§ **What is required**: From the passage on AI safety research, pull out the words between "Reward learning research" and "objective should be.", inclusive.

Excerpted passage section start

Reward learning research seeks to expand the toolbox for how we tell machine learning systems what we want them to do. The standard approach to training a model involves specifying an objective function (or reward function): typically, to maximize something, such as accuracy in labeling examples from a training dataset. This approach works well in settings where we can identify metrics and training data that closely track what we want, but can lead to problems in more complex situations. Reward learning is one set of approaches that tries to mitigate these problems. Instead of directly specifying an objective, these approaches work by setting up the machine learning model to learn not only how to meet its objective but what its objective should be.
Methodology
The authors identified clusters related to each topic using a combination of a keyword search for relevant terms and manual filtering based on a sample of papers in the cluster. They found three clusters related to robustness research, two related to interpretability, and two related to reward learning.
Trendlines
Robustness and interpretability research have grown at a much more rapid pace since roughly 2017. The United States leads in publication output for both categories. Chinese researchers are increasingly interested in robustness research, while the European Union has long been active in interpretability research.
Reward learning has also grown in recent years, but less explosively. The authors note that some work they grouped under “reward learning” applies to robotics work unrelated to deep learning, and that reward learning may generally be a fuzzier category that fits less neatly under the “AI safety” label.
Conclusions
Based on the research clusters identified here, it appears that work in all these areas is growing at a significant pace worldwide. The United States appears to lead in every area, with China showing substantial growth in robustness research and the EU producing a large amount of interpretability work.
Notably, despite the significant growth of the AI safety–related clusters analyzed in this paper, they still represent only a tiny fraction of total worldwide research on AI in general. The authors identified eight AI safety clusters containing a little over 15,000 papers; but when searching for AI literature in general, they find nearly 2,000 clusters containing over 1.9 million papers. These numbers imply that safety research may make up less than 1 percent of AI research overall.
The safety clusters identified show some promising progress on safety-related problems and may also point to some gaps. For instance, one could see the heavy emphasis on adversarial examples in robustness clusters in a negative light; perhaps the perceived prestige of that topic has led related problems to be relatively neglected.
Between the lines
These findings show that AI safety is becoming an increasingly active area of research, and is led by researchers from the United States. A particularly interesting trend is the growth of Chinese research into AI robustness (and, to a lesser extent, interpretability). Do Chinese researchers conceptualize of these areas, and of AI safety in general, in similar terms to their Western counterparts? Where do their views diverge?
The growth of AI safety work raises two important questions: what caused this growth, and how meaningful is it? The authors note some foundational papers for each AI safety field, but were those papers the key driver, or was progress driven by events such as the AI Asilomar Conference? And while AI safety work is growing rapidly, so too is work on AI in general. What do leading researchers and AI labs think of AI safety, and to what extent do they prioritize it when developing and deploying new technologies?

Excerpted passage section end
Collected data section start

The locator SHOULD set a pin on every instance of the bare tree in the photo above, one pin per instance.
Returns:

Collected data section end

§ **Completed task**:
Reward learning research seeks to expand the toolbox for how we tell machine learning systems what we want them to do. The standard approach to training a model involves specifying an objective function (or reward function): typically, to maximize something, such as accuracy in labeling examples from a training dataset. This approach works well in settings where we can identify metrics and training data that closely track what we want, but can lead to problems in more complex situations. Reward learning is one set of approaches that tries to mitigate these problems. Instead of directly specifying an objective, these approaches work by setting up the machine learning model to learn not only how to meet its objective but what its objective should be.